Task instructions:
1. In the transcript about the Terri Schiavo hospice, where do the Schindlers stay?
2. Write the next few lines of the transcript about the Terri Schiavo hospice, picking up right after its last sentence.

Document segment:
You know, on 360 we don't take sides. We like to look at stories from all angles. We like to hear all different points of views. And that includes in how we tell stories. I was walking around earlier today, around -- around the protesting area with the home video camera. I just wanted try get yet another angle of the story -- sort of take you behind the scenes, what it looks like, what it feels like to be here. Here is my "Reporter's Notebook."
(BEGIN VIDEOTAPE)
COOPER (voice-over): Outside of the hospice where Terri Schiavo lays dying, it's hot and it's humid and time seems to stand still. At the height of the day when the sun is at its peak, the number of protesters dwindle and energy lags.
UNIDENTIFIED MALE: Hail Mary, full of grace, the Lord is with thee.
COOPER: The Schindlers stay sequestered in a building outside the hospice. The sign says they don't want to be disturbed. When they emerge to talk to the media or see their dying daughter, they're followed by a pack of cameras and reporters.
UNIDENTIFIED MALE: Come on, back it up!
COOPER: They usually don't say anything but they get followed anyway. There's not much else to do.
UNIDENTIFIED FEMALE: Did they say anything?
COOPER (on camera): No.
(voice-over): Day after day, the story doesn't really change and yet reporters have to file something.
PETER KING, CBS NEWS: Peter King, CBS News. COOPER: Everyone's on deadline. The Schindler's lost another legal round today, so trying to influence public opinion is about the only avenue left to them.

Dataset content:
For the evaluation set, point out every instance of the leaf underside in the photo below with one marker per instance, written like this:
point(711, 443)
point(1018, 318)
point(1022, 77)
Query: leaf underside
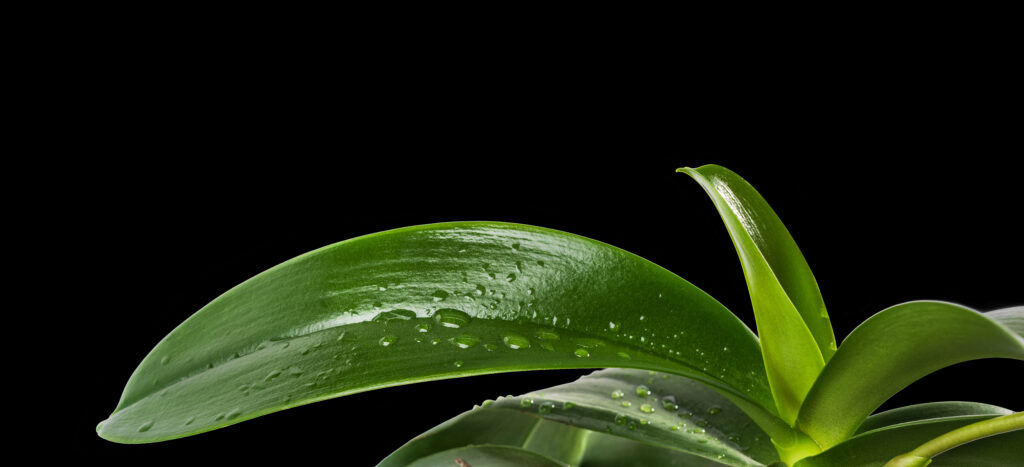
point(424, 303)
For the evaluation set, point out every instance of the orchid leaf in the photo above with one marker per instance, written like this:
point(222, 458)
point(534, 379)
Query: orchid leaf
point(876, 447)
point(652, 410)
point(796, 335)
point(894, 348)
point(424, 303)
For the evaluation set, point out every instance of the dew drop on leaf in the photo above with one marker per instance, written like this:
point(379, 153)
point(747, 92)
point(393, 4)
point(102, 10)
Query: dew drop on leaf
point(451, 317)
point(515, 341)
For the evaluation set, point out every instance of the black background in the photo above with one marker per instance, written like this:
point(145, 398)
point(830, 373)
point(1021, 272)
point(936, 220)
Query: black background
point(897, 185)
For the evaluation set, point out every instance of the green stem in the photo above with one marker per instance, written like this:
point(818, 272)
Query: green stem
point(924, 454)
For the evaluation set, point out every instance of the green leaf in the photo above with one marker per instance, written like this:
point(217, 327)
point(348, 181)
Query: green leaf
point(654, 408)
point(651, 409)
point(489, 456)
point(929, 411)
point(796, 334)
point(424, 303)
point(894, 348)
point(877, 447)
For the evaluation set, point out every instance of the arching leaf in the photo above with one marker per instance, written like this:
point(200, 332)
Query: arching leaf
point(424, 303)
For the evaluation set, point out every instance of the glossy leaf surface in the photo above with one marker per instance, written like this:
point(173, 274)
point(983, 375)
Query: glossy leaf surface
point(894, 348)
point(929, 411)
point(644, 408)
point(430, 302)
point(654, 408)
point(486, 455)
point(878, 447)
point(796, 335)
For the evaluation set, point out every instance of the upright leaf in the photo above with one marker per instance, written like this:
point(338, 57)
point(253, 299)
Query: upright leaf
point(796, 335)
point(894, 348)
point(424, 303)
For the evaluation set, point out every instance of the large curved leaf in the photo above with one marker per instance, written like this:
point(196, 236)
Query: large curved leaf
point(654, 408)
point(877, 447)
point(649, 409)
point(796, 334)
point(429, 302)
point(892, 349)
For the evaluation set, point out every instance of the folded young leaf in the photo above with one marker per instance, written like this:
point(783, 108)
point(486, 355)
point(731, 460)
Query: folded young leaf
point(894, 348)
point(647, 408)
point(878, 447)
point(424, 303)
point(796, 335)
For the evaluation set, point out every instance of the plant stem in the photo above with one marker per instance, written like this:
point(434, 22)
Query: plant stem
point(924, 454)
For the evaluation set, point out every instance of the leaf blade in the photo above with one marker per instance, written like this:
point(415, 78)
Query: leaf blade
point(892, 349)
point(415, 304)
point(796, 334)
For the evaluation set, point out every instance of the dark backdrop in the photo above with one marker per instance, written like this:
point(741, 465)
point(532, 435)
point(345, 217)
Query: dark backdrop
point(893, 190)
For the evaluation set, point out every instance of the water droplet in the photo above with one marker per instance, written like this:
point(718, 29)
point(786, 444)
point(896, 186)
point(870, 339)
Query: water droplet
point(451, 317)
point(515, 341)
point(394, 315)
point(465, 341)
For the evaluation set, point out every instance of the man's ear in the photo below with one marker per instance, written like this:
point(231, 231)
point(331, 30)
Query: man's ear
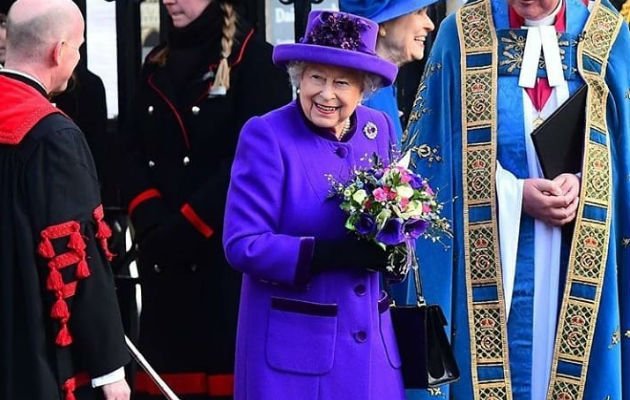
point(58, 53)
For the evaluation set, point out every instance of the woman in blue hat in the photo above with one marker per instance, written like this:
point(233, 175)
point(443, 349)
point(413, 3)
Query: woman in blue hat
point(403, 29)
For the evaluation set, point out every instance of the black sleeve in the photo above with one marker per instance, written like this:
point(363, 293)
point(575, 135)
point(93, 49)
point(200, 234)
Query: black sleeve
point(63, 186)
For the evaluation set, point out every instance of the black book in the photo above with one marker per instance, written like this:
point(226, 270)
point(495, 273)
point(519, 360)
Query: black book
point(559, 140)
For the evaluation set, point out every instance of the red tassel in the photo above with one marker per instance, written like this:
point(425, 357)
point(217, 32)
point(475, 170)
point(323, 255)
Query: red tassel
point(63, 337)
point(104, 231)
point(54, 281)
point(83, 271)
point(69, 386)
point(60, 310)
point(45, 248)
point(76, 241)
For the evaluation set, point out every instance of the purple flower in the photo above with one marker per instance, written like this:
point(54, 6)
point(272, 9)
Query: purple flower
point(337, 30)
point(415, 227)
point(392, 233)
point(416, 182)
point(365, 224)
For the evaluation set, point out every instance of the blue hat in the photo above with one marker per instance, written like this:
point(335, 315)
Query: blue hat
point(383, 10)
point(339, 39)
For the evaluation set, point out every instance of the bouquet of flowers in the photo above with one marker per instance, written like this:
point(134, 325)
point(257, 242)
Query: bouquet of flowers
point(392, 206)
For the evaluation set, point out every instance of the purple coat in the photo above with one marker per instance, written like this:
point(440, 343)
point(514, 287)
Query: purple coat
point(300, 336)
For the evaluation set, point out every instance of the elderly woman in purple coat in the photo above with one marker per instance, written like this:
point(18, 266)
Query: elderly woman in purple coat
point(313, 323)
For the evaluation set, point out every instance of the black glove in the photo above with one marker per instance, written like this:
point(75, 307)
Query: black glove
point(173, 242)
point(350, 253)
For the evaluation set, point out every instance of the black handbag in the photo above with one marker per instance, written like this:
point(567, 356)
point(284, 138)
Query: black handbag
point(426, 355)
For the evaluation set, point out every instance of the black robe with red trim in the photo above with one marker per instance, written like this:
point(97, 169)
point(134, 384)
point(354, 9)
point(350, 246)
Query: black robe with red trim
point(180, 148)
point(59, 320)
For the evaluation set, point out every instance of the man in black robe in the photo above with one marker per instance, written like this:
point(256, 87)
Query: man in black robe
point(60, 330)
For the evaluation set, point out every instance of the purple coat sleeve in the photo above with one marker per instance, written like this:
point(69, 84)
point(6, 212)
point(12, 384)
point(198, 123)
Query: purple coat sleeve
point(254, 205)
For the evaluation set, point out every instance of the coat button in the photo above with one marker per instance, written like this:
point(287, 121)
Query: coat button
point(342, 152)
point(360, 336)
point(360, 290)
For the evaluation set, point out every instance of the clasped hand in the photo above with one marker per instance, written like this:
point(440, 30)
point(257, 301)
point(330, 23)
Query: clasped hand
point(553, 201)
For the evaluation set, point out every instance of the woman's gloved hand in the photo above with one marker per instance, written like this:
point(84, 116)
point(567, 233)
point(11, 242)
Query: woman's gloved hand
point(349, 253)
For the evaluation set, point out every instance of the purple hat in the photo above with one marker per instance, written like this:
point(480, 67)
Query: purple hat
point(5, 5)
point(339, 39)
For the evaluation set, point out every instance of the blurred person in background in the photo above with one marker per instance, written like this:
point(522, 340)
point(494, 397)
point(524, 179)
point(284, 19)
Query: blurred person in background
point(197, 90)
point(404, 26)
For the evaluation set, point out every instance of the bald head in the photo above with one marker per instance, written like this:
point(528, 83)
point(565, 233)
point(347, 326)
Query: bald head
point(43, 37)
point(33, 25)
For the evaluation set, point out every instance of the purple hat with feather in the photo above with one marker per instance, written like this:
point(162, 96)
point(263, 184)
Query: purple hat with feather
point(339, 39)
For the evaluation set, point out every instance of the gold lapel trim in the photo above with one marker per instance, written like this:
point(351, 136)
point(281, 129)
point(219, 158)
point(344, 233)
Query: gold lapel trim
point(487, 322)
point(589, 245)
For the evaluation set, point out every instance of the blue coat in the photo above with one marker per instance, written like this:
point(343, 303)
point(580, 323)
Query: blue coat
point(440, 129)
point(325, 338)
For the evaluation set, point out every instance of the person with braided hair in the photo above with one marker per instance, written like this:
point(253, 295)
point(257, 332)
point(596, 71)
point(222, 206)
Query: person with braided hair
point(196, 92)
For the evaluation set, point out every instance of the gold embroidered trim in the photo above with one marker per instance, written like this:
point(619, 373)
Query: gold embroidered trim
point(589, 245)
point(486, 320)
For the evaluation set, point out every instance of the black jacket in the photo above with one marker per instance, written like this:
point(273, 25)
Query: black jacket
point(59, 319)
point(180, 150)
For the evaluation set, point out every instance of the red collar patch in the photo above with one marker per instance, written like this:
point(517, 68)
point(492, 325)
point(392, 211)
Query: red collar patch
point(25, 107)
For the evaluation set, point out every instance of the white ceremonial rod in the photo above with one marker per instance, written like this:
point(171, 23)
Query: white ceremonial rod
point(166, 391)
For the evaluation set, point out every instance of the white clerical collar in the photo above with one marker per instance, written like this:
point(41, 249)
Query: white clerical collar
point(25, 75)
point(542, 37)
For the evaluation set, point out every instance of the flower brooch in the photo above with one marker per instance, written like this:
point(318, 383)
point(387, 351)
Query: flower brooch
point(370, 130)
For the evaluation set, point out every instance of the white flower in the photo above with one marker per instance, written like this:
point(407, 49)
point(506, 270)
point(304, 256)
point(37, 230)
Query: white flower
point(359, 196)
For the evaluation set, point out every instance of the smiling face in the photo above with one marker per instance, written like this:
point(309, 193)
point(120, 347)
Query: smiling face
point(401, 40)
point(329, 95)
point(533, 9)
point(183, 12)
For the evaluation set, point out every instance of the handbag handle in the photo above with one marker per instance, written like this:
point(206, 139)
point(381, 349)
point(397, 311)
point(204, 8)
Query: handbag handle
point(412, 266)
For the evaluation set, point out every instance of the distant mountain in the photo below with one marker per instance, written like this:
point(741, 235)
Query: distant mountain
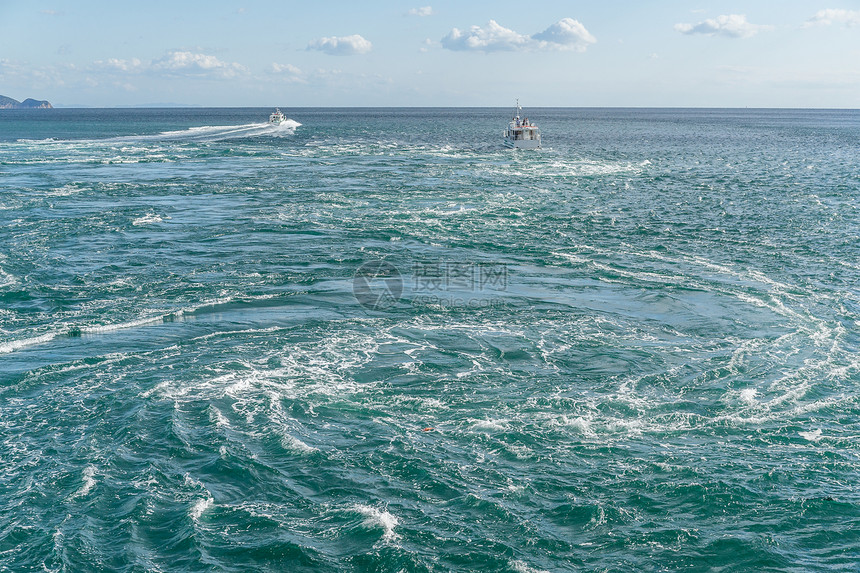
point(29, 103)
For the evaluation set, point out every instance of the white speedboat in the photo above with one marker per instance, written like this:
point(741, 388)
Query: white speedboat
point(277, 118)
point(521, 133)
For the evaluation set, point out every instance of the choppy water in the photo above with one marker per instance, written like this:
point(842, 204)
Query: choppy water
point(634, 349)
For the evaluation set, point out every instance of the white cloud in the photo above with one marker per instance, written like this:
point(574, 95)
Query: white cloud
point(196, 64)
point(566, 34)
point(834, 16)
point(132, 65)
point(492, 39)
point(422, 11)
point(731, 25)
point(341, 46)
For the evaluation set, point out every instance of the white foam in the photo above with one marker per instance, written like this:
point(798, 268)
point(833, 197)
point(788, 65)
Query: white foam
point(749, 396)
point(199, 507)
point(490, 425)
point(374, 518)
point(89, 481)
point(103, 328)
point(523, 567)
point(812, 436)
point(14, 345)
point(295, 445)
point(147, 219)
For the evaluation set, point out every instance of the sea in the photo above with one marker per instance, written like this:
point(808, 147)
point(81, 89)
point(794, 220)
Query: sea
point(378, 340)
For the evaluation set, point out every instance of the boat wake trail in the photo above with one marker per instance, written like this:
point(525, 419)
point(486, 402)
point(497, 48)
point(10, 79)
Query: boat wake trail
point(220, 132)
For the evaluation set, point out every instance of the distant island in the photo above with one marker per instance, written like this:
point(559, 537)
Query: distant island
point(29, 103)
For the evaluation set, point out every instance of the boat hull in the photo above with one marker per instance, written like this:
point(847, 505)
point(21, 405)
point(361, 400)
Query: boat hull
point(522, 143)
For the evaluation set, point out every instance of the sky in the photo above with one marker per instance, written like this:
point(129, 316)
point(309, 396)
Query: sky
point(433, 53)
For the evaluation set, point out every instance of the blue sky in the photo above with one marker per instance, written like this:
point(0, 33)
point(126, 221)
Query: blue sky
point(433, 53)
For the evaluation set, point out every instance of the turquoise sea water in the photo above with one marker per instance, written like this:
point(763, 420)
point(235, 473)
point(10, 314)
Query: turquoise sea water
point(379, 341)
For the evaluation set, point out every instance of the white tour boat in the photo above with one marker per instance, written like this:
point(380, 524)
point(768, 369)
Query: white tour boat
point(277, 118)
point(521, 133)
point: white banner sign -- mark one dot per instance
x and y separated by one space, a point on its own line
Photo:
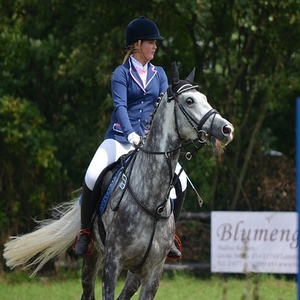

Answers given:
1. In a building outside the hospice.

2.
(on camera): It looks like they're setting up another press conference.
(voice-over): A lot of people call it a media circus.
UNIDENTIFIED MALE: Like 40 -- 40 cameras around, like, 50 microphones.
COOPER: I suppose every circus needs its juggler.
NATHAN DURAL, PROTESTER: We're juggling for Jesus.
COOPER: Nathan Dural (ph) has a religious ministry. His kids are also part of the act.
DURAL: This is how I warm up.
COOPER (on camera): Anytime you have cameras and reporters around on a big story like this, you have people who are drawn to the media circus of it, who want to be on television, who want their opinions heard, want their faces on camera. And there is undeniably a number of people here like that. But there's also people here with very real emotions. And these are people who don't really necessarily care to be on television. But they want to be here. They want to bear witness to what is happening. They want in somehow, some way to save Terri Schiavo's life. Everyone here is just waiting and, as the days tick by and the sun is shining, it's hot, it becomes more and more frustrating. And everyone is just waiting. Waiting for the feeding tube to be reinserted or waiting for Terri Schiavo to die.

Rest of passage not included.